[Source records]

****************************************

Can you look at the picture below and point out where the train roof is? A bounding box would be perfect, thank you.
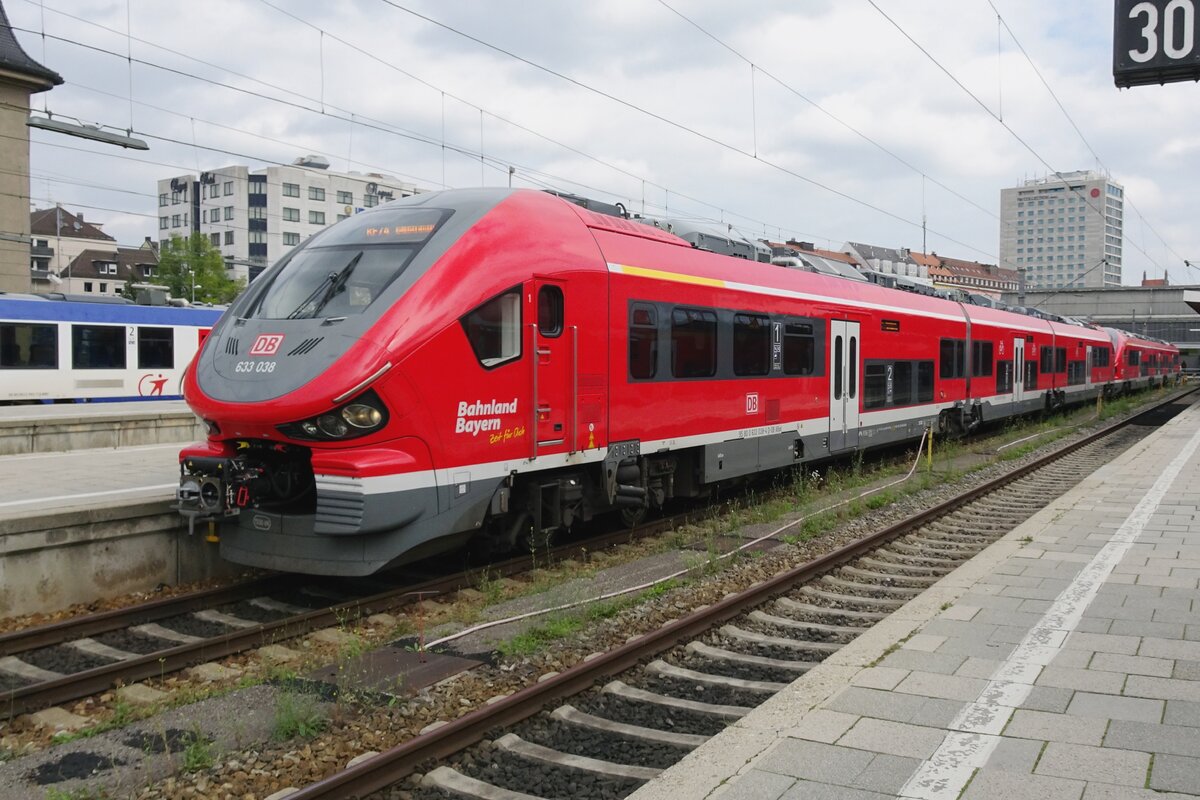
[0,294,223,326]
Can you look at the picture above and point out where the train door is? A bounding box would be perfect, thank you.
[1013,336,1025,403]
[829,319,860,452]
[526,279,577,458]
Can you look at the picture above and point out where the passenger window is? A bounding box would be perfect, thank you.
[538,285,563,338]
[917,361,934,403]
[863,362,892,408]
[671,308,716,378]
[846,336,858,399]
[996,359,1013,395]
[629,306,659,380]
[138,327,175,369]
[71,325,125,369]
[971,342,992,378]
[461,287,521,369]
[0,323,59,369]
[784,323,816,375]
[892,361,912,405]
[833,336,842,399]
[733,314,770,375]
[938,339,966,378]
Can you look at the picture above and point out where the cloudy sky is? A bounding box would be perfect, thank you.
[4,0,1200,283]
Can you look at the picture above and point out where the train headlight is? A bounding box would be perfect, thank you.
[342,403,383,431]
[276,391,388,441]
[317,414,350,439]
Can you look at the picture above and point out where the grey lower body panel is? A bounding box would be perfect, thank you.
[221,481,497,576]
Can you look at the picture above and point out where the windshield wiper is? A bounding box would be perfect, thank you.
[288,251,362,319]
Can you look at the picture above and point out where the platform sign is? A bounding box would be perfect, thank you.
[1112,0,1200,89]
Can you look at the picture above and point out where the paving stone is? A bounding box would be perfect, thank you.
[1138,633,1200,661]
[1021,686,1075,714]
[1063,631,1145,656]
[782,709,859,745]
[850,667,908,690]
[1004,709,1108,747]
[907,697,962,729]
[941,603,979,621]
[900,633,946,652]
[757,739,874,786]
[1034,741,1150,787]
[1150,756,1200,794]
[1104,720,1200,758]
[187,662,241,682]
[988,735,1045,774]
[895,672,988,703]
[713,770,796,800]
[1088,652,1175,678]
[1084,782,1195,800]
[961,768,1084,800]
[882,650,966,675]
[1124,675,1200,702]
[116,684,169,705]
[854,753,920,796]
[838,717,946,759]
[1037,664,1126,694]
[29,705,91,730]
[1109,619,1183,639]
[1163,700,1200,735]
[826,686,925,722]
[781,781,892,800]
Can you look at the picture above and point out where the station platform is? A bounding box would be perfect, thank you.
[0,410,235,616]
[630,395,1200,800]
[0,401,204,456]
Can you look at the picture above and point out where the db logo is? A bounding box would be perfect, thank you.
[250,333,283,355]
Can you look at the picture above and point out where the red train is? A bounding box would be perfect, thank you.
[179,190,1178,575]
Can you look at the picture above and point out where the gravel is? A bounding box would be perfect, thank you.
[637,675,768,709]
[517,717,689,769]
[20,644,113,675]
[458,746,643,800]
[677,655,799,684]
[576,694,731,736]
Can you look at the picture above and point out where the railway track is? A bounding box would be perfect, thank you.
[278,397,1190,800]
[0,511,715,715]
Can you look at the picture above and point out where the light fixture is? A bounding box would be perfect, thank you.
[25,114,150,150]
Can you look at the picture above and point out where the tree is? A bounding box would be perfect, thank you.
[154,233,246,303]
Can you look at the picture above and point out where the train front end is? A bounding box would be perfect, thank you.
[176,191,525,575]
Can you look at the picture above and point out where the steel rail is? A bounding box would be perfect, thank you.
[0,510,715,715]
[280,387,1200,800]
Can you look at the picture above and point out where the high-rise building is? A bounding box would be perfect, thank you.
[158,156,422,279]
[1000,170,1124,290]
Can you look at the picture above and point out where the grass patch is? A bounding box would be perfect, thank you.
[271,691,329,741]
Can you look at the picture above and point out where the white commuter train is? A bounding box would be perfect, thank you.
[0,293,222,404]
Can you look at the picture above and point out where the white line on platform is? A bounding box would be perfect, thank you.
[0,483,179,509]
[899,419,1200,800]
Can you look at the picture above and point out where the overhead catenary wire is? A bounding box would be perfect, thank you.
[16,0,833,248]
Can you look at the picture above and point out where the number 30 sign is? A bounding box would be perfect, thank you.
[1112,0,1200,88]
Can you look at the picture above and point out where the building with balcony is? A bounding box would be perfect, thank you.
[157,156,421,282]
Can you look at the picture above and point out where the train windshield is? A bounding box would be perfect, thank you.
[246,209,450,319]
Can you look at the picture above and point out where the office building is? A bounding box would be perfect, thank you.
[157,156,421,281]
[1000,172,1124,291]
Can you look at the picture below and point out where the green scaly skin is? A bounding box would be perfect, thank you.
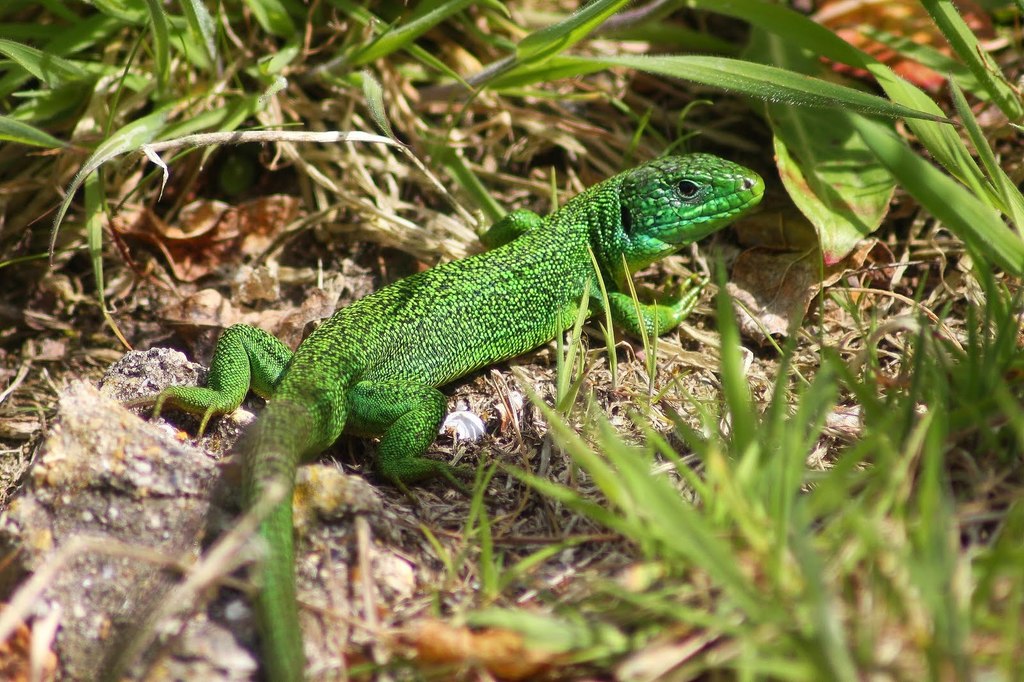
[154,154,764,682]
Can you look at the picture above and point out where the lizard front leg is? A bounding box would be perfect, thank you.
[608,279,708,338]
[153,325,292,436]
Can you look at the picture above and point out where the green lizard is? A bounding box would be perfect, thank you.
[154,154,764,682]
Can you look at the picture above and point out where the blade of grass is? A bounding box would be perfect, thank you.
[921,0,1024,121]
[851,115,1024,276]
[0,116,65,148]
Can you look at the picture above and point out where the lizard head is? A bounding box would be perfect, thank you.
[598,154,765,280]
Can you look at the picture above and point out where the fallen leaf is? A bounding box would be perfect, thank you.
[813,0,995,92]
[112,195,302,282]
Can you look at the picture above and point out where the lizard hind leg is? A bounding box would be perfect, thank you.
[347,381,466,492]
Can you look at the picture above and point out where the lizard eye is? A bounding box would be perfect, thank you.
[618,204,633,235]
[679,180,700,199]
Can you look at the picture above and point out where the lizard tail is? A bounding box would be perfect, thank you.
[241,399,313,682]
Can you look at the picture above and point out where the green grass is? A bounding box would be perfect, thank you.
[0,0,1024,680]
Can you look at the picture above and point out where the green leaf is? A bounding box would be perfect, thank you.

****************************************

> SHORT TASK: Rewrite all the records, swapping every "bounding box" for "rectangle" and changing nothing else. Omit the pictures from your answer.

> EXERCISE RESULT:
Can you look at the picture below and point out where the train roof is? A rectangle would be perfect, thank you.
[0,294,223,326]
Can you look at the picture above and point out where the train door is? A rectangle would be perfect, thank you.
[1013,336,1025,403]
[829,319,860,452]
[526,279,577,458]
Can you look at the picture above and point out where the passenger window is? A rectangle would be perfect, thank you.
[538,285,563,338]
[917,361,934,403]
[863,362,892,408]
[671,308,716,378]
[846,336,858,399]
[996,359,1013,395]
[629,306,659,380]
[138,327,175,369]
[71,325,125,369]
[971,342,992,378]
[461,287,521,369]
[0,323,59,369]
[784,323,816,375]
[892,361,912,405]
[833,336,842,399]
[733,314,770,375]
[938,339,966,378]
Can you look at the picture above and point out where the cloudy sky is? A rectangle would be perfect, thank you.
[4,0,1200,283]
Can you look at the picture above and point out where the train headlight is? A rectangle would be perfect, thank you.
[342,403,383,431]
[276,391,388,441]
[317,414,350,439]
Can you look at the picture above and point out where the grey lower body panel is? A rectangle would be perfect, thank you.
[221,481,497,576]
Can you look at the picture above and point out where the windshield wiper is? A rectangle would be perfect, thank you.
[288,251,362,319]
Can you look at the picture above and point out where the platform sign is? A rectangle would be perfect, thank you.
[1112,0,1200,89]
Can you look at the picture above and point out where the paving stone is? A rectangle would be perfect, thank you.
[1138,633,1200,661]
[1021,686,1075,714]
[1063,631,1145,656]
[782,709,859,745]
[850,667,908,690]
[1004,709,1108,747]
[907,697,962,729]
[941,603,979,621]
[900,633,946,652]
[757,739,874,786]
[1034,741,1150,787]
[1150,756,1200,794]
[1104,720,1200,758]
[187,662,241,682]
[988,735,1045,774]
[895,672,988,703]
[713,770,796,800]
[1088,652,1175,678]
[1084,782,1195,800]
[961,768,1084,800]
[882,650,966,675]
[1124,675,1200,702]
[116,684,169,705]
[854,753,920,796]
[838,717,946,759]
[1037,664,1126,694]
[29,705,91,730]
[1109,619,1183,639]
[1163,700,1200,735]
[826,686,925,722]
[781,781,892,800]
Can you look at the picture above and point out where the station platform is? A rectangle would be perfect, thank you.
[0,410,235,616]
[630,395,1200,800]
[0,401,204,456]
Can you look at the picture above and point out where the db logo is? A rectangle would be perfect, thank you.
[250,333,283,355]
Can you look at the picture above and point out where the red train is? A rectangle would be perfect, thank you.
[179,190,1178,575]
Can you look at the picture above and point out where the gravel is? A rectangle would be perfect, thank you.
[637,675,768,709]
[517,717,689,769]
[20,644,113,675]
[458,746,643,800]
[677,655,799,684]
[576,694,731,736]
Can you look at the picture above and point out where the railway track is? A rectangle would be perfect, thank you.
[278,397,1190,800]
[0,511,715,715]
Can you look at the picture above and point out where the light fixture is? A rectangle would be perfect, thank you.
[25,114,150,150]
Can you look at the picture above and point out where the tree is? A rectangle would be perfect, thank you.
[154,233,246,303]
Can you look at the picture above and point out where the train front end is? A rectangle would be perfect, thank you.
[176,191,525,575]
Can you look at the picture above and point out where the steel rail is? A rectangle would be perfect, thank you.
[0,510,715,715]
[280,387,1200,800]
Can you look at the picture above and point out where the high-rise building is? A rectangle would be perfect, thank you.
[158,156,422,279]
[1000,170,1124,290]
Can you look at the picture above and point out where the grass patch is? A rectangle would be perfect, thank you.
[271,691,329,741]
Can you look at the picture above and point out where the white commuter train is? A rectangle would be perfect, thank you.
[0,293,222,404]
Can you look at the picture above and point out where the white line on platform is? A rectangle would be perfect, thank you.
[0,483,179,509]
[899,419,1200,800]
Can you look at the picture above and point out where the overhead catenary wire is? A rectangle would be perfect, thank you.
[16,0,833,248]
Can you look at the picture above and point out where the number 30 sign is? A rectangle would be perfect, thank you.
[1112,0,1200,88]
Can you look at the picture above and point out where the building with balcony is? A rectangle would be perfect, thank you.
[157,156,421,282]
Can you look at the picture above and point out where the train windshield is? A rectangle would be perfect, thank you.
[246,209,450,319]
Can you look at the picture above and point out where the office building is? A rectangle would be perfect, thank you.
[157,156,421,281]
[1000,172,1124,291]
Can you look at the picture below and point out where the green scaly skin is? A rectangle would be perfect, thank you.
[154,154,764,682]
Can you look at the picture above and point out where the lizard front leg is? A rectangle would be perfect, thank you.
[608,279,708,338]
[153,325,292,436]
Can you look at the picture above and point out where the green lizard is? A rectangle would be perfect, thank you.
[154,154,764,682]
Can you look at the picture above and point out where the blade of grass is? A rectangle would be perfect, thank you.
[921,0,1024,121]
[851,115,1024,276]
[0,116,65,148]
Can you look at the picture above and point out where the lizard head is? A rectangle would be perfect, thank you.
[598,154,765,280]
Can you look at the picture above and point out where the fallen leaf is? A rectangle would be perfect, thank you.
[813,0,995,92]
[112,195,302,282]
Can you look at the picture above and point out where the lizard hind leg is? A rectangle would be perfect, thank you.
[347,381,466,492]
Can you look at the picture above and point out where the lizard eye is? A rectangle would be perfect, thank you.
[618,204,633,235]
[679,180,700,199]
Can you look at the picture above and point out where the lizard tail is? A rectangle would be perfect, thank you.
[241,399,313,682]
Can you look at the picture above and point out where the green grass is? A rectangle would be perfect, thank you.
[0,0,1024,680]
Can you look at the picture above and point out where the green leaf is? A rectangle would be perfect, thank you.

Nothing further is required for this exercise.